• [CHECK YOUR UNDERSTANDING]
1) Read the article below about Gabi and Neve Michael Children's Home. For each statement, say whether it agrees with the article, answering yes or no and quoting the words of the article that decide it: (a) Gabi was eight when the police came to his home. (b) Neve Michael is in northern Israel. (c) Gabi served in the IDF Orchestra.
2) Pick up the article below about Gabi and Neve Michael Children's Home where it stops, and write the next part.

=== PAGE EXCERPT ===

For children who’ve lost everything, a home in Israel offers more than shelter

October 27, 2025

3 min read

PARDES CHANA, Israel — Gabi was eight years old when police officers arrived at his home. He didn’t understand why they were taking him away from his mother. All he knew was that everything for him was about to change.

“I heard a siren and like police officers barging in, and they wanted to take me,” Gabi recalls. “I was like, why are they doing that? My mom is good. I don’t understand.”

Within hours, he arrived at Neve Michael Children’s Home, a residential facility in central Israel that has been taking in the country’s most vulnerable children for more than 80 years. It was there, in what the staff calls the Emergency Crisis Center, that Gabi took his first steps toward a different kind of life.

Today, Gabi is a professional musician who served in the elite IDF Orchestra. But his journey from that broken, confused eight-year-old to a contributing member of Israeli society required years of intensive support—therapy, education, mentorship, and something harder to quantify: the belief that he mattered.

=== GIVEN INFORMATION ===

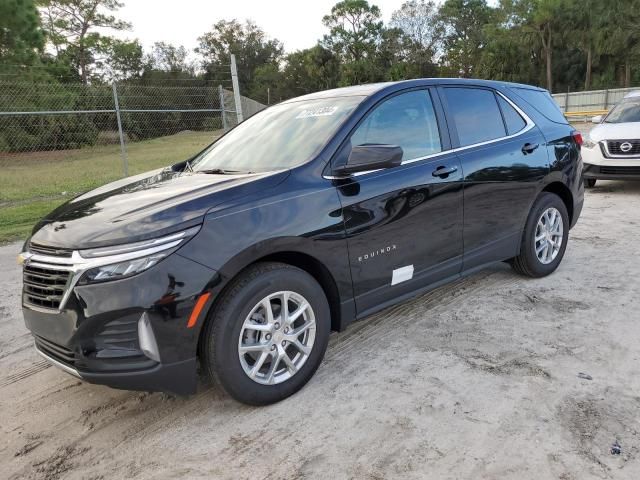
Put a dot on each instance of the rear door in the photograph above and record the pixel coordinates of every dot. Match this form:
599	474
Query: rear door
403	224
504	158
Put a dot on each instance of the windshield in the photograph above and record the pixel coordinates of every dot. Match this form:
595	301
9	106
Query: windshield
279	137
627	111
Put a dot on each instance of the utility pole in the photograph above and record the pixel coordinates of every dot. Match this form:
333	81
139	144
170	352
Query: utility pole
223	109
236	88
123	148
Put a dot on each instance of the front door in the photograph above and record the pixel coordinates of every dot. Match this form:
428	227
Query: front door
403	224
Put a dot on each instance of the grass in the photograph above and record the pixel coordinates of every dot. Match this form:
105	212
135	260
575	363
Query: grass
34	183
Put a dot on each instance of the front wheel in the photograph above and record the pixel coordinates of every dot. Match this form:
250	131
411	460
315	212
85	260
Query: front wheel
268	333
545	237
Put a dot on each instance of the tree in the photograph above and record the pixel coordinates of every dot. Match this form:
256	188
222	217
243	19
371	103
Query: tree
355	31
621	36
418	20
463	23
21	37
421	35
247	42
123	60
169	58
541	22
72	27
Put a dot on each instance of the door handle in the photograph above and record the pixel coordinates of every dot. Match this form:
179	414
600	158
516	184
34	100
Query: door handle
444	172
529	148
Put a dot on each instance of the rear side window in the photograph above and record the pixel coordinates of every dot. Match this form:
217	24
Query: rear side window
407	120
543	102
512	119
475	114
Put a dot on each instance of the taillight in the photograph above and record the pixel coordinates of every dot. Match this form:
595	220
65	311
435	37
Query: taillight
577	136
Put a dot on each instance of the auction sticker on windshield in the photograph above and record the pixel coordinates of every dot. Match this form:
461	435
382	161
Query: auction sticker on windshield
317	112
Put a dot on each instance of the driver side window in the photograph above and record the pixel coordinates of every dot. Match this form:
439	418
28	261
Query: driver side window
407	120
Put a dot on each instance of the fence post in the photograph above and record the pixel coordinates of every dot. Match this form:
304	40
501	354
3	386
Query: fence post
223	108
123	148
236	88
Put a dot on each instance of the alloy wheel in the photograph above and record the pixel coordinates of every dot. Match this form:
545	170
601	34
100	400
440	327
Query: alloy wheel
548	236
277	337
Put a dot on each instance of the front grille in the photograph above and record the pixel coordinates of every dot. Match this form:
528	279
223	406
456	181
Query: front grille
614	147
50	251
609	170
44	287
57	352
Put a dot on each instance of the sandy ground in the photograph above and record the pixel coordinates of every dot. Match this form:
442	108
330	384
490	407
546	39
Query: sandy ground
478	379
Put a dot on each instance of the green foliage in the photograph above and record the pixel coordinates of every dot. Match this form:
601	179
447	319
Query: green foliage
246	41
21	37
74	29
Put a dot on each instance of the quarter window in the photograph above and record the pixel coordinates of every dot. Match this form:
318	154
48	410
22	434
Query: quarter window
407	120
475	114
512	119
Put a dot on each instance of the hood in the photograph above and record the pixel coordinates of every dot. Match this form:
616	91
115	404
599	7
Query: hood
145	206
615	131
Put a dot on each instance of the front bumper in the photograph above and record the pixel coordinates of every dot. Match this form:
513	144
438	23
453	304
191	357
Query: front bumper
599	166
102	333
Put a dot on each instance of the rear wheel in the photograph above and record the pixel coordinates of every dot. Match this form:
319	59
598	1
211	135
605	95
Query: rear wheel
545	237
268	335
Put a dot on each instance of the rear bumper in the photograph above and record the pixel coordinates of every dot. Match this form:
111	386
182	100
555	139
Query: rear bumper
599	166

===
=== GIVEN INFORMATION ===

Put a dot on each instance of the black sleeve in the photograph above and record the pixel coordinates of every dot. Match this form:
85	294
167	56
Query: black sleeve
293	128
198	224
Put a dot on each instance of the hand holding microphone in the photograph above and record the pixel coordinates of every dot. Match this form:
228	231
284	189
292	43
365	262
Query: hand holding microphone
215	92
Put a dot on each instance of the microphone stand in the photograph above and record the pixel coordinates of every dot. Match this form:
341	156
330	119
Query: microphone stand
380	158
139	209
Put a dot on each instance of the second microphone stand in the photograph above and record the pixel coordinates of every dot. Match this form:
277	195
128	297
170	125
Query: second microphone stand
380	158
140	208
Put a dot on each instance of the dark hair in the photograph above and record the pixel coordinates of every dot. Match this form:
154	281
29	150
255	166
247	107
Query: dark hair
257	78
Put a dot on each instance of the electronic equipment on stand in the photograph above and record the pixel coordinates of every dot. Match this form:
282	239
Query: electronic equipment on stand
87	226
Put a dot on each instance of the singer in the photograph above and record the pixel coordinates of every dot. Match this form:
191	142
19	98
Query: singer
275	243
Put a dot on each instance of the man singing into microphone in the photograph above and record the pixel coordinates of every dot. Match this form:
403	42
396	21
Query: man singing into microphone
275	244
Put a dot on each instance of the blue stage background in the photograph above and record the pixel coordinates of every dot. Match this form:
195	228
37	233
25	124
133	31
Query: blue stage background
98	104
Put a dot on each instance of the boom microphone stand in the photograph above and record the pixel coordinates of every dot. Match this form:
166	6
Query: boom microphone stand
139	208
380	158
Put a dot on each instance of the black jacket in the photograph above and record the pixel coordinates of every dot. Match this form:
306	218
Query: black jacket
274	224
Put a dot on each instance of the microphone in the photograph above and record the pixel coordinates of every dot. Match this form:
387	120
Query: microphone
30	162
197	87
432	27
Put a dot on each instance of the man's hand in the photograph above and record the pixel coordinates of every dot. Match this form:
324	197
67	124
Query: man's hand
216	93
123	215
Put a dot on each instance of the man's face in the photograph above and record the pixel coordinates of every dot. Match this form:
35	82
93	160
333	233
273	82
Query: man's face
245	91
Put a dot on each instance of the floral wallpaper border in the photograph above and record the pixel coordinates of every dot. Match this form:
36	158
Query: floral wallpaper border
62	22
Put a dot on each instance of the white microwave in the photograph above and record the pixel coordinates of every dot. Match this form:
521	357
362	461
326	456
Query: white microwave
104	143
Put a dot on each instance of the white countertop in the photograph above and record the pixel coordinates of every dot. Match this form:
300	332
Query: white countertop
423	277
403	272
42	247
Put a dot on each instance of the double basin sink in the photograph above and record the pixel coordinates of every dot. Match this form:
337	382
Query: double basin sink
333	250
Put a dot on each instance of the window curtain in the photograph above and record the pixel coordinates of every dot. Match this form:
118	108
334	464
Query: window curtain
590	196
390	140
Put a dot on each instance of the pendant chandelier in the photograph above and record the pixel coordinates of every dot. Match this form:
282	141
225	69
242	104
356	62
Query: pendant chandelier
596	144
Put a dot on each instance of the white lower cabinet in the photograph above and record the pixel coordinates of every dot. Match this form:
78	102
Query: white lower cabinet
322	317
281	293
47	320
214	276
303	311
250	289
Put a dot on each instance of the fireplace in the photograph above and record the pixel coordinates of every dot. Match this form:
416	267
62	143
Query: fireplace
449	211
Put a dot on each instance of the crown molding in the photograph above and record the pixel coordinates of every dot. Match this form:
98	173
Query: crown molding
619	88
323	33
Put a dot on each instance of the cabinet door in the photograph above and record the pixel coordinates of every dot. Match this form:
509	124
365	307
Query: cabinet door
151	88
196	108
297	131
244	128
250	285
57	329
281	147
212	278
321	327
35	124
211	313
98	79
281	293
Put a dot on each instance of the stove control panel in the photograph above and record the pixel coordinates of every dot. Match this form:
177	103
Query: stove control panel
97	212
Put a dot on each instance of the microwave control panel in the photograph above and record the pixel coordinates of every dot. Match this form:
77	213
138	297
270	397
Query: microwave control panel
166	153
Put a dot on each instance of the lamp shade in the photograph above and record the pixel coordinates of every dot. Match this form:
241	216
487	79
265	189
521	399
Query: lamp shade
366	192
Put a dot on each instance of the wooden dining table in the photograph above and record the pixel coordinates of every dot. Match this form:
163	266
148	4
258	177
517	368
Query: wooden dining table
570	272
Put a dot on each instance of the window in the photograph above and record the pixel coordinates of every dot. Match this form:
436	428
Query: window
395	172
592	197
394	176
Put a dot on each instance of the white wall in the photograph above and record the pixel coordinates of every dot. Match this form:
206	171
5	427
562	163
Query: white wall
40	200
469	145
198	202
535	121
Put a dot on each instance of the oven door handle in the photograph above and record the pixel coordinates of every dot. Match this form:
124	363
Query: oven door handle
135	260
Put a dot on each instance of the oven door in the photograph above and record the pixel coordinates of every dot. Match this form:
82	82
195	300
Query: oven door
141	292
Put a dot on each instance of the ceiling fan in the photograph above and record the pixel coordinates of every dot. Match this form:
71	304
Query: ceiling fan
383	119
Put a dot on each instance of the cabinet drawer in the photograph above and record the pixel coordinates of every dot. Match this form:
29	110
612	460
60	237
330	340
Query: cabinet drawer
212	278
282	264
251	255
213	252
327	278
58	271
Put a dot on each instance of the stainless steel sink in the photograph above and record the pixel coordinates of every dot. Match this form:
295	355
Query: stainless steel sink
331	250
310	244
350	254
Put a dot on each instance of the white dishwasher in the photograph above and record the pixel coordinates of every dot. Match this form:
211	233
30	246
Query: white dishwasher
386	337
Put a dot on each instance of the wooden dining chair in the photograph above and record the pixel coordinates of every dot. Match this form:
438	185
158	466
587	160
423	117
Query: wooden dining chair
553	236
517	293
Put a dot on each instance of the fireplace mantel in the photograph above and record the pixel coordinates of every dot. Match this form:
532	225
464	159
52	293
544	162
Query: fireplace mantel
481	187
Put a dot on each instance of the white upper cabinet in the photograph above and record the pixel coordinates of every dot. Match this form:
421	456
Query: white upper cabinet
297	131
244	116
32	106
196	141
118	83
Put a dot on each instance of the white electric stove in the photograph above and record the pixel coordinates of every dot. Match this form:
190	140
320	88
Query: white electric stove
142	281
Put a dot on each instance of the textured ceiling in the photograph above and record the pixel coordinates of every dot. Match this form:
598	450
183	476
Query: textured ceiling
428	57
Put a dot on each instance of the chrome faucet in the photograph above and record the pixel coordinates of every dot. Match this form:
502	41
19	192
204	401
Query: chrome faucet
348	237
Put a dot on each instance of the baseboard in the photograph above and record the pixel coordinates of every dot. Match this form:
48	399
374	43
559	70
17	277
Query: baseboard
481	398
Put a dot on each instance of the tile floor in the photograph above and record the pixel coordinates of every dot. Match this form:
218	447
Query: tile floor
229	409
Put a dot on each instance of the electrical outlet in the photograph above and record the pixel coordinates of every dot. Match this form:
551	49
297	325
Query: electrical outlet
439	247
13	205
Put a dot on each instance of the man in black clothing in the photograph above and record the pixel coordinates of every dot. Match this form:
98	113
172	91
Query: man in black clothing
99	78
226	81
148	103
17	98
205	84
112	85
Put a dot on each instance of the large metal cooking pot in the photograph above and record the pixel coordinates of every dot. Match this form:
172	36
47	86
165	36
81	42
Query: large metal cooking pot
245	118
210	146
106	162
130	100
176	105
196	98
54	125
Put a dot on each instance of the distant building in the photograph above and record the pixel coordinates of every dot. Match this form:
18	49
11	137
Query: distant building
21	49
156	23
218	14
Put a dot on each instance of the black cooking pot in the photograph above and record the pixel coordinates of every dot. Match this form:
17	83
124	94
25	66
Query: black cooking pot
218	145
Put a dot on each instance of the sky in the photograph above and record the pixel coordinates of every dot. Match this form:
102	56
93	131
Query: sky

===
=== GIVEN INFORMATION ===

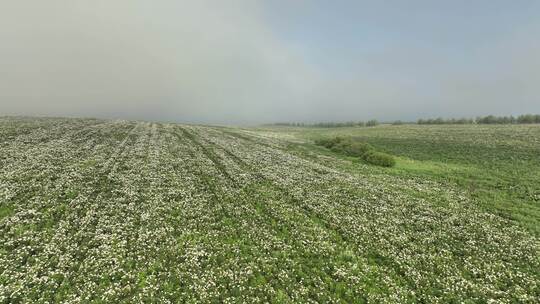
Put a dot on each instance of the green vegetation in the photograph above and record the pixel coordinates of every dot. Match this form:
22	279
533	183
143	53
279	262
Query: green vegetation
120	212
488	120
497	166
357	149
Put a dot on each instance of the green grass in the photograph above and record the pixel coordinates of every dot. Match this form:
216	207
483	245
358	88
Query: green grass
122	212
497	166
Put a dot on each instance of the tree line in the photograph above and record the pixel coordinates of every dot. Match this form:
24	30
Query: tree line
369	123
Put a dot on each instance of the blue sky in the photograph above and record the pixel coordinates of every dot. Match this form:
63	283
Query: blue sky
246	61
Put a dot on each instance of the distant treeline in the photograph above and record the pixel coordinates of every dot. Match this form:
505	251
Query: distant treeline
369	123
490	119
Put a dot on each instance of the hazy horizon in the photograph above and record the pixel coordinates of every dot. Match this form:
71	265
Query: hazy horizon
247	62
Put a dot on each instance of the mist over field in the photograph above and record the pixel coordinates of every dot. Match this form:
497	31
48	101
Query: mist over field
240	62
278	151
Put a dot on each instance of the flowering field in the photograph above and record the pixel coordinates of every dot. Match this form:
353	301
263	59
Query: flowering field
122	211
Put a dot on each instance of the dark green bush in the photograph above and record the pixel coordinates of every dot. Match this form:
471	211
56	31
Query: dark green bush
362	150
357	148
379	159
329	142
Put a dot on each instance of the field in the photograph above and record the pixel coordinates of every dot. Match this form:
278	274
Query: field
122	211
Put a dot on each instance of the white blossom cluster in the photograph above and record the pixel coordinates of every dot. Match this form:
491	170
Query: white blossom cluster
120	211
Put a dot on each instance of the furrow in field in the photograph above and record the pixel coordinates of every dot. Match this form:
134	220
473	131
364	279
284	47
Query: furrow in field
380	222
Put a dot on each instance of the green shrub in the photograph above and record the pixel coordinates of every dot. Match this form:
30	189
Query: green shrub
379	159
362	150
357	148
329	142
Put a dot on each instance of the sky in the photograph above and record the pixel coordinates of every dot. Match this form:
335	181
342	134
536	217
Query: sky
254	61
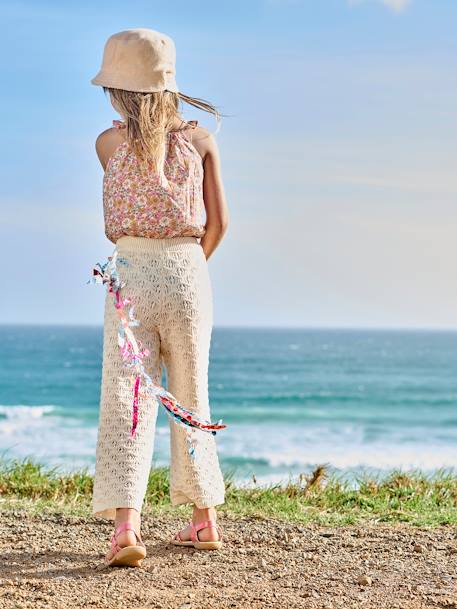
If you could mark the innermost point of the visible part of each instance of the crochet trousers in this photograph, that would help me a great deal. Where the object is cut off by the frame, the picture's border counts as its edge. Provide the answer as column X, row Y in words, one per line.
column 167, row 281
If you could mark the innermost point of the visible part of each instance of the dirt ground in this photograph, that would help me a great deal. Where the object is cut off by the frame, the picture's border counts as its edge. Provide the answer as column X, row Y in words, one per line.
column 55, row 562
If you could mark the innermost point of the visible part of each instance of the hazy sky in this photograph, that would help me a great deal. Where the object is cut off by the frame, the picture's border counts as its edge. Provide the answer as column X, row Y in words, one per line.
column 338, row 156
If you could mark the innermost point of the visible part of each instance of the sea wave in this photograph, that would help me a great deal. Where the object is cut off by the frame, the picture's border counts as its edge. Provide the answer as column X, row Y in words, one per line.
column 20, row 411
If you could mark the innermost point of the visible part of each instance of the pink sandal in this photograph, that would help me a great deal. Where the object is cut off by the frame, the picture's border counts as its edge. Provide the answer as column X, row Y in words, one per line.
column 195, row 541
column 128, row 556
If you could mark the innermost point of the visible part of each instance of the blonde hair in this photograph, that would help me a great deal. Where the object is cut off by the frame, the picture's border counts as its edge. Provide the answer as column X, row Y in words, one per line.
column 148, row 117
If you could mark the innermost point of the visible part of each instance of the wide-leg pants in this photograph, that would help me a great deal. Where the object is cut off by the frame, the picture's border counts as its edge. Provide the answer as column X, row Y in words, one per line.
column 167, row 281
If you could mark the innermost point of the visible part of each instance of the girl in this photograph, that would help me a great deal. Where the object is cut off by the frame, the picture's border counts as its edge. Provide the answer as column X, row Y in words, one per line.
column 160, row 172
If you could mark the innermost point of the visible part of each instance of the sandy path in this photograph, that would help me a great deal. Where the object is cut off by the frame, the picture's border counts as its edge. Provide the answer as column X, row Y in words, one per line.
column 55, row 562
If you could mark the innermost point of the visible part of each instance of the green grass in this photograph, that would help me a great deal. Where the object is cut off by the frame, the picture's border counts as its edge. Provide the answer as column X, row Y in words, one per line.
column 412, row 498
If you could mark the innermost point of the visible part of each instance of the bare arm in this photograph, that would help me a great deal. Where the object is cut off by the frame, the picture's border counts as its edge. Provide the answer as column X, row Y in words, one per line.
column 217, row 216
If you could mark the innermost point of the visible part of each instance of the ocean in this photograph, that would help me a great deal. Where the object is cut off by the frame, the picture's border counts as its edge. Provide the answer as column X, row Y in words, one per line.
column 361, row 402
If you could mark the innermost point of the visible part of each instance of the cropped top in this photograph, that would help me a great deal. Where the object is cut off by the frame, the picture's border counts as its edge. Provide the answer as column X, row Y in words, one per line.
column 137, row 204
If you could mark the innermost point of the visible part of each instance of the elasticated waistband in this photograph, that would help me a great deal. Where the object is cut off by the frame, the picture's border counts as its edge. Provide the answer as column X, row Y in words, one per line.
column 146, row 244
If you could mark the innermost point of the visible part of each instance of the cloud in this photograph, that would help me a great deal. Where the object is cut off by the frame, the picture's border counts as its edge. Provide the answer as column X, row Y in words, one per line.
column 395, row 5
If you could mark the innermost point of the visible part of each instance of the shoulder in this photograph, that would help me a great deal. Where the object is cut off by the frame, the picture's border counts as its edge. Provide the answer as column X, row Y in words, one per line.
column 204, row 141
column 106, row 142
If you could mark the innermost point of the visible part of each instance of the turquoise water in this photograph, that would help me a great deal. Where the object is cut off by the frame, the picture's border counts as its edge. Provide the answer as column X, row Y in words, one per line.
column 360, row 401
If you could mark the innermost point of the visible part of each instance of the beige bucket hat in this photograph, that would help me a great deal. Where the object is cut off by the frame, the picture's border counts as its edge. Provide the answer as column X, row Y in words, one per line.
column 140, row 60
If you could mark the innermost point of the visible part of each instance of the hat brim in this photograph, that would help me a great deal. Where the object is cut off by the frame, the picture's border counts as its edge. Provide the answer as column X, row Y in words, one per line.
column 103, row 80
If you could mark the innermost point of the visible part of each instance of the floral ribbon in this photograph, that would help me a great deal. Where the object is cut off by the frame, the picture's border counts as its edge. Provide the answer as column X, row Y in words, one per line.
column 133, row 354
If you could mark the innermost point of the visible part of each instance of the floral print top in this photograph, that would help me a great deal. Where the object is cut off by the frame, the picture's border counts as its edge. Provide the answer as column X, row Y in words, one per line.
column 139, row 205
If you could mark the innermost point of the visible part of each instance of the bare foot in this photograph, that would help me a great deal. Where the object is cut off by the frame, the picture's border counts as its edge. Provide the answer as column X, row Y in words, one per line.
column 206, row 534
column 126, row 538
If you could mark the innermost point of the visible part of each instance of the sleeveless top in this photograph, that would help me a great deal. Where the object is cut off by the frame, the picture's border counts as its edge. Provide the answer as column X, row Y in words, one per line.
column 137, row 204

===

• [ANSWERS GIVEN]
1)
(a) Yes: "Gabi was eight years old when police officers arrived at his home."
(b) No: "a residential facility in central Israel"
(c) Yes: "served in the elite IDF Orchestra"

2)
Neve Michael houses more than 400 children at any given time, all referred by Israel’s Ministry of Welfare or the courts. They come from situations of abuse, neglect, and trauma severe enough that the state has deemed them unsafe in their own homes. Unlike typical orphanages, Neve Michael is what its staff calls Israel’s only multidisciplinary children’s home, providing not just housing but daily therapeutic care, educational tutoring, art and music therapy, and life-skills preparation that continues until age 25.

The results are striking. Ninety-five percent of Neve Michael graduates serve in the Israel Defense Forces or National Service, and 99 percent become employed, contributing members of society—outcomes that stand in sharp contrast to the dysfunction many experienced before arrival.

But there’s a funding problem. Government support covers roughly 75 percent of basic costs: food, housing, and safety. Everything else—therapy sessions, educational enrichment, the music program that changed Gabi’s life, even birthday celebrations—depends on private donations.

“Many of these children have never celebrated a birthday,” explains one longtime volunteer who has worked with Neve Michael since making aliyah in 1968. The organization maintains what it calls the Birthday Room, where each child can choose a gift and experience, perhaps for the first time, the feeling of being valued.

The birthday room at Nece Michael. Credit: Neve Michael

For Gabi, the turning point came through music. A volunteer had started a music program at Neve Michael, and Gabi noticed a saxophone in the corner. “I grew attached to it so much that I was like, ‘Wow, I really want to pursue music,'” he says. He practiced obsessively, becoming known around campus as “Gabi the musician.”

Years later, he auditioned for Tzlilei Hadfes Moretal, the IDF’s prestigious music program. When he called his mother with the news that he’d been accepted, her response was muted: “Ah, okay, mazel tov.”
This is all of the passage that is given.